> [Materials provided]:

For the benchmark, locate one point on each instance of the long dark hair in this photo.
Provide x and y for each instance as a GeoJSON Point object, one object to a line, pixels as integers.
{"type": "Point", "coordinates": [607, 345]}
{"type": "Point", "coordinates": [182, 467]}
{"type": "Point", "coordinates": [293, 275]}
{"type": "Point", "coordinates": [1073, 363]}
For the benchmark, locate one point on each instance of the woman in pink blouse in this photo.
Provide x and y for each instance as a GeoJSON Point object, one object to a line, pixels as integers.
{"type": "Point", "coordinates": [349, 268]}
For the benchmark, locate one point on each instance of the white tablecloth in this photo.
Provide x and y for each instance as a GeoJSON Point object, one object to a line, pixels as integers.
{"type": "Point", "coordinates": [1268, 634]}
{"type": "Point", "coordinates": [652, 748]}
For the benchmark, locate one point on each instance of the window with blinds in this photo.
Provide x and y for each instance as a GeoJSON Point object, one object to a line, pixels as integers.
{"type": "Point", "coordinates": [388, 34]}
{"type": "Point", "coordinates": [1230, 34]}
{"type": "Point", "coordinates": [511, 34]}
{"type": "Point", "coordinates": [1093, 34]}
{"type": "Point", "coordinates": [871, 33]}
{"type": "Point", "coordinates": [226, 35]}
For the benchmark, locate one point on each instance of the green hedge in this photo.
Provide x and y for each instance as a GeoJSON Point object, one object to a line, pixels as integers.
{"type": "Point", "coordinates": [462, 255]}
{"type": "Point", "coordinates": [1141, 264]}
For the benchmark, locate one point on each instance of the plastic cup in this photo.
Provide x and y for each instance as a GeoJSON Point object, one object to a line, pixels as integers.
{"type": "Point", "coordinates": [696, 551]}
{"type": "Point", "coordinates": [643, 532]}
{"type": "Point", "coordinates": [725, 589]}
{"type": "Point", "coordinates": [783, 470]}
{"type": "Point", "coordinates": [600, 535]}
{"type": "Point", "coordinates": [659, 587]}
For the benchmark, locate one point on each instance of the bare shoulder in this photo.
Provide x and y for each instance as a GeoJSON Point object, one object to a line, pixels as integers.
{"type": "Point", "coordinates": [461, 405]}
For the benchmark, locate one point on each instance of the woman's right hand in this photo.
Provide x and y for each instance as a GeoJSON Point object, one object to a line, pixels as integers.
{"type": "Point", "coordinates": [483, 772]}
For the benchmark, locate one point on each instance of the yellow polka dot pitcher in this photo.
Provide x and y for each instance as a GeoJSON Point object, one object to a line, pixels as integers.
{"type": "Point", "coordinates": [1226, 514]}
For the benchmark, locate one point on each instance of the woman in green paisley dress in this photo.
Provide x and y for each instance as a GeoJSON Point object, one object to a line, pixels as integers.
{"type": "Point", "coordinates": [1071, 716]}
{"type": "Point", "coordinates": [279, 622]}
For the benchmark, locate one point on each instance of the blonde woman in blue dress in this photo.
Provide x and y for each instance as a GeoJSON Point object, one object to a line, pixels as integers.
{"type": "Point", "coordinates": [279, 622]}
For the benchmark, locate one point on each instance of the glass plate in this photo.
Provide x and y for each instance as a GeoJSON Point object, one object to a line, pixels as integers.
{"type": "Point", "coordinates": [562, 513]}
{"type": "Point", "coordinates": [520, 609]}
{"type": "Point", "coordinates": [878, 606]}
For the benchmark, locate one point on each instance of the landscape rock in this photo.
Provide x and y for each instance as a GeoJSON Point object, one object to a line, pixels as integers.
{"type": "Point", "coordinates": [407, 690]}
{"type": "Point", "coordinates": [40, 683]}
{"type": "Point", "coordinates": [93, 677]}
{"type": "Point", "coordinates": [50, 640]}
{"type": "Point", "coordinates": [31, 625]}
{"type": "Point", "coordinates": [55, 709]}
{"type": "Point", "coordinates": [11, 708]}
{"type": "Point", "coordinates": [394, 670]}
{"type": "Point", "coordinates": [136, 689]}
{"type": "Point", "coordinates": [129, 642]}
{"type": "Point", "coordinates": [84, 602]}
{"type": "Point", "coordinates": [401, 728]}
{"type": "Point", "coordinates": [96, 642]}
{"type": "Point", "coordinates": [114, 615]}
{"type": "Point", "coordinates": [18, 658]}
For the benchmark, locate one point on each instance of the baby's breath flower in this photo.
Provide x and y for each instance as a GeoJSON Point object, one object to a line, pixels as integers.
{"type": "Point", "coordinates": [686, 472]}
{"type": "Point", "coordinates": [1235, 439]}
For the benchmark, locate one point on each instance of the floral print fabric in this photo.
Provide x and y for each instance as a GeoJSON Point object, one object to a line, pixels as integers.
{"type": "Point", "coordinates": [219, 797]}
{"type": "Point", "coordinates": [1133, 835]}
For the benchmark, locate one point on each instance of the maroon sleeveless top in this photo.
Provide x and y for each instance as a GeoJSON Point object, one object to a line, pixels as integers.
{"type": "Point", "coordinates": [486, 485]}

> [What to produce]: Print all of the records above again, word for word, with nothing changed.

> [Result for this exercise]:
For the benchmark, locate one point on each instance of the long dark hair in this photo.
Provide x and y for each instance as a GeoJSON Point object, one object to a line, pixels as integers.
{"type": "Point", "coordinates": [607, 345]}
{"type": "Point", "coordinates": [182, 467]}
{"type": "Point", "coordinates": [293, 275]}
{"type": "Point", "coordinates": [1073, 363]}
For the benchmark, locate one point on each instance of the woman in pink blouse in this photo.
Provide x and y for each instance as a GeoJSON Point object, one object to a line, pixels as integers.
{"type": "Point", "coordinates": [349, 268]}
For the benchmark, locate one point on each instance of the white tablecloth in this photo.
Provide x and y for each instance as a GeoJSON Point object, one object to a line, pixels as integers.
{"type": "Point", "coordinates": [1268, 634]}
{"type": "Point", "coordinates": [652, 748]}
For the benchmark, locate one point on each instance of the window with blinds in this photo.
Provide x and y for each instance as a GeoJSON Point object, one object to a line, pixels as integers.
{"type": "Point", "coordinates": [388, 34]}
{"type": "Point", "coordinates": [1230, 34]}
{"type": "Point", "coordinates": [511, 34]}
{"type": "Point", "coordinates": [1093, 34]}
{"type": "Point", "coordinates": [871, 33]}
{"type": "Point", "coordinates": [226, 35]}
For the benchmark, locate one point on each instance of the green hedge in this photo.
Provide x and y for each instance as a GeoJSON Point object, one object to a line, pixels as integers.
{"type": "Point", "coordinates": [462, 255]}
{"type": "Point", "coordinates": [1141, 264]}
For the benchmark, locate one point on each instance of the plastic cup in this photo.
Provide x and y for each instance as a GeoJSON Point object, one object to a line, pixels as integers.
{"type": "Point", "coordinates": [696, 551]}
{"type": "Point", "coordinates": [643, 532]}
{"type": "Point", "coordinates": [725, 589]}
{"type": "Point", "coordinates": [783, 470]}
{"type": "Point", "coordinates": [600, 535]}
{"type": "Point", "coordinates": [659, 587]}
For the benchmark, locate one point on each instance of the bare shoulder in this photo.
Provide x and y for each instance as a GeoJSON Point object, one object to a line, pixels as integers.
{"type": "Point", "coordinates": [461, 405]}
For the benchmark, locate one point on each instance of the woman's right hand in this photo.
Provide x and y for each instance as a GeoJSON Point object, one object to a line, pixels as integers.
{"type": "Point", "coordinates": [483, 772]}
For the benchmark, locate one point on each instance of the yellow polka dot pitcher in this photo.
Provide x and y for each instance as a GeoJSON Point object, one object to a line, pixels as integers.
{"type": "Point", "coordinates": [1226, 514]}
For the benchmark, locate one point on each instance of the woman in green paisley dress in this photo.
Provide x and y for each instance as a GeoJSON Point object, one object to a line, pixels as integers.
{"type": "Point", "coordinates": [1071, 716]}
{"type": "Point", "coordinates": [279, 622]}
For the benchmark, locate one point on each instance of the blonde woman in blue dress in this photo.
Provide x and y for each instance as a GeoJSON Point object, one object to a line, pixels as integers.
{"type": "Point", "coordinates": [279, 622]}
For the benchmark, locate one point on each instance of the glass plate in this photo.
Provide x and y for each instance as a GeoJSON Point object, one object to a line, pixels as integers.
{"type": "Point", "coordinates": [562, 513]}
{"type": "Point", "coordinates": [520, 609]}
{"type": "Point", "coordinates": [878, 606]}
For the benchmark, locate one point on each instance of the landscape rock in this photo.
Provide x and y for each instance as a GeoJSON Point object, one object to a line, pixels as integers.
{"type": "Point", "coordinates": [407, 690]}
{"type": "Point", "coordinates": [40, 683]}
{"type": "Point", "coordinates": [93, 677]}
{"type": "Point", "coordinates": [50, 640]}
{"type": "Point", "coordinates": [31, 625]}
{"type": "Point", "coordinates": [55, 709]}
{"type": "Point", "coordinates": [11, 708]}
{"type": "Point", "coordinates": [394, 670]}
{"type": "Point", "coordinates": [136, 689]}
{"type": "Point", "coordinates": [129, 642]}
{"type": "Point", "coordinates": [84, 602]}
{"type": "Point", "coordinates": [401, 728]}
{"type": "Point", "coordinates": [96, 642]}
{"type": "Point", "coordinates": [114, 615]}
{"type": "Point", "coordinates": [18, 658]}
For the benchmark, locate one point on each instance of the baby's breath flower in this photo.
Provide x and y for each instance as a GeoJSON Point object, one object to a line, pixels as integers.
{"type": "Point", "coordinates": [686, 472]}
{"type": "Point", "coordinates": [1235, 439]}
For the benchmark, locate one point on each instance of the floral print fabric in this photo.
Provide x and y for each instance as a GeoJSON Point object, one object to a line, pixels as integers.
{"type": "Point", "coordinates": [219, 797]}
{"type": "Point", "coordinates": [1133, 835]}
For the benchmark, locate one point on each instance of the maroon sleeveless top in this photo.
Provide x and y for each instance as a GeoJSON Point object, one object to a line, pixels as integers.
{"type": "Point", "coordinates": [486, 485]}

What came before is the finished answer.